WHAT THIS TASK INVOLVES>
The records below are to be reproduced exactly, with the pictures left out.

Region pointing data>
-----

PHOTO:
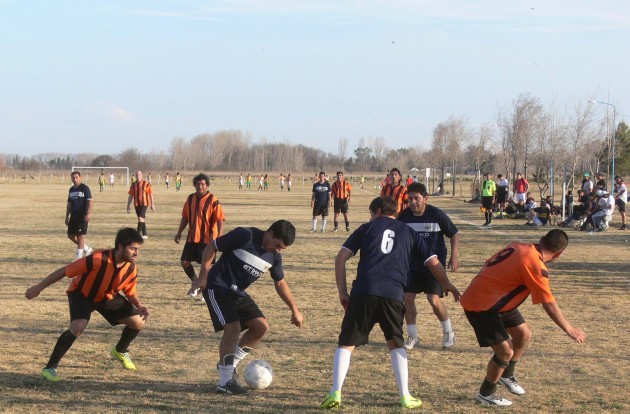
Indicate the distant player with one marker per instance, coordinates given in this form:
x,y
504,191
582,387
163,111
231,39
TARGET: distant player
x,y
432,224
141,193
203,215
377,292
79,213
247,253
491,305
341,192
320,200
97,283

-----

REPLY>
PHOTO:
Indicate the distant player with one marker per instance, coordinates given in this form:
x,y
504,191
582,387
163,111
231,39
TARGET: distant player
x,y
432,224
141,193
203,215
377,292
79,213
247,253
491,305
341,192
320,200
97,283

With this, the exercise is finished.